What you need to do:
Please pull out every line in the records below that contains the word "ring".

Extracted entries:
----------
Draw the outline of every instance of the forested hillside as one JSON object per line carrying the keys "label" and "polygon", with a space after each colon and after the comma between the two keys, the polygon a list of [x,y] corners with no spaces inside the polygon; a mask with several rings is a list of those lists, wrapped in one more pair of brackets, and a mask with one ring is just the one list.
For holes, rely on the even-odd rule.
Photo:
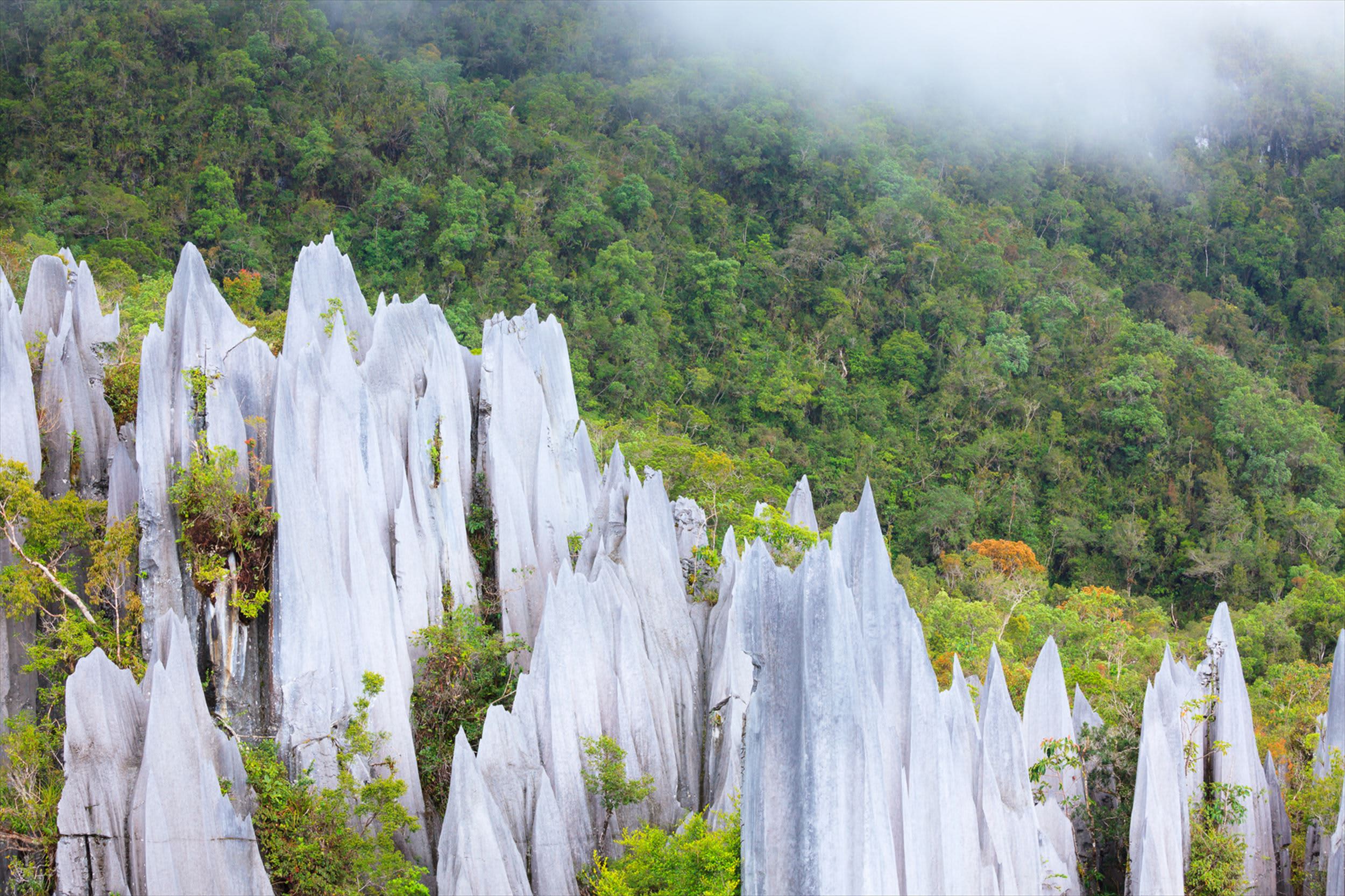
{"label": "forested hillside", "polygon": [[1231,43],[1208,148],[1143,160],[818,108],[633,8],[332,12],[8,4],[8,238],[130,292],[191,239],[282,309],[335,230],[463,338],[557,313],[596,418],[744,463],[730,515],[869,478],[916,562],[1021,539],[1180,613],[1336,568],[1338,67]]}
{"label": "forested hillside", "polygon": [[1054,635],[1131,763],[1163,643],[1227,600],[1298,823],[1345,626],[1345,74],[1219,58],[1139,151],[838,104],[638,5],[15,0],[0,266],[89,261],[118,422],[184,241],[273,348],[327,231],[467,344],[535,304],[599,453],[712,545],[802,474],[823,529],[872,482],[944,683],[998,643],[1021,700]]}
----------
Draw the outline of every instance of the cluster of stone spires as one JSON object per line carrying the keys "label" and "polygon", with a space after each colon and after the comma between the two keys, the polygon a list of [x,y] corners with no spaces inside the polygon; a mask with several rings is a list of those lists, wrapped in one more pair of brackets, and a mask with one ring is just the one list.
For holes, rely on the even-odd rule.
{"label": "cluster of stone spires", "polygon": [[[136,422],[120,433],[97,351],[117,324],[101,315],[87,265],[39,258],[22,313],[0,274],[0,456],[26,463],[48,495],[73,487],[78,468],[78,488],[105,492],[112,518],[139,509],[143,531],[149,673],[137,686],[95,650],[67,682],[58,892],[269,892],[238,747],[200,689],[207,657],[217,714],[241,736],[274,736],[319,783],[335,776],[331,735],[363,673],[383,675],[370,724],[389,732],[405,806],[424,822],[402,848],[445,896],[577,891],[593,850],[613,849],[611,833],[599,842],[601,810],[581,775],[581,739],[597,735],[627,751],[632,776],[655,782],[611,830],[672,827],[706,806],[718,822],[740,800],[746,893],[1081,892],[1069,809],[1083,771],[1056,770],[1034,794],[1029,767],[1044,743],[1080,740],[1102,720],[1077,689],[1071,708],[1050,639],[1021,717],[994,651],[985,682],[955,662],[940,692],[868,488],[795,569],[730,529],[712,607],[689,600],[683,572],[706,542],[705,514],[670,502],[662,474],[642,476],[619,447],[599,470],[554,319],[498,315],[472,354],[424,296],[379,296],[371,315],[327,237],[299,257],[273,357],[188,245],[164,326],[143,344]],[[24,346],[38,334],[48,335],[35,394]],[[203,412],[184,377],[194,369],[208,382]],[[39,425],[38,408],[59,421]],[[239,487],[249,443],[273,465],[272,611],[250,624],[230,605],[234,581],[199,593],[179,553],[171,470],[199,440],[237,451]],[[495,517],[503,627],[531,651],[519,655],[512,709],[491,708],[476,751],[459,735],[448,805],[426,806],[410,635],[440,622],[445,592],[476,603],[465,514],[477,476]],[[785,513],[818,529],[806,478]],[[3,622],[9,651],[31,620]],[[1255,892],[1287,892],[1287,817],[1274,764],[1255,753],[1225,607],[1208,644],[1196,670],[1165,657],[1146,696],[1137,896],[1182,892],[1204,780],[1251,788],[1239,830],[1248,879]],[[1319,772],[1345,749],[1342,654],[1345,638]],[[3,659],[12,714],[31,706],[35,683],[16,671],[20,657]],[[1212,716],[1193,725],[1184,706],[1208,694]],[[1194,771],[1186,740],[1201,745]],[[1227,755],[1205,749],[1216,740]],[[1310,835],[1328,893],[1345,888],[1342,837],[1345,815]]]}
----------
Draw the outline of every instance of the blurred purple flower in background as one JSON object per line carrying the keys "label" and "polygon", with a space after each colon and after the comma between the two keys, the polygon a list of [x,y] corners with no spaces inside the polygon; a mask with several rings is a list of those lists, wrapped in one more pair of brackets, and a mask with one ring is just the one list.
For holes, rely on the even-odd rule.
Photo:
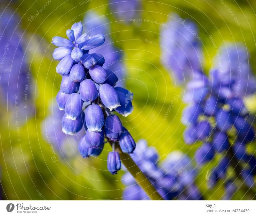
----------
Task response:
Draw the outline of every instance of the forested hillside as one JSON object per line carrying the keys "label" and "polygon", with a space after each colon and after the comma between the two keys, the polygon a list of [x,y] corners with no spaces inside the polygon; a mask with several rings is a list of those lists, wrapped in one more pair of brackets, and a mask with one ring is just the one list.
Draw the outline of every instance of the cluster of stone spires as one JSON object per line carrying the keys "label" and "polygon", with a space after each colon and after the comma between the two keys, the polygon a list of [x,y] corners with no spaces inside the polygon; a mask with several rings is a list of those lists, wrapped in one more pair of brackets, and a mask with one ring is just the one list.
Draw the outline of every instance of the blurred purple flower in background as one JSON object per line carrying the keys "label" and "polygon", with a space after each colon and after the comma between the two keys, the polygon a list of [x,y] corners with no spaces inside the polygon; a mask with several rings is a list of those lists, wrapped in one more pair of brackets, and a mask with one ring is just the one list.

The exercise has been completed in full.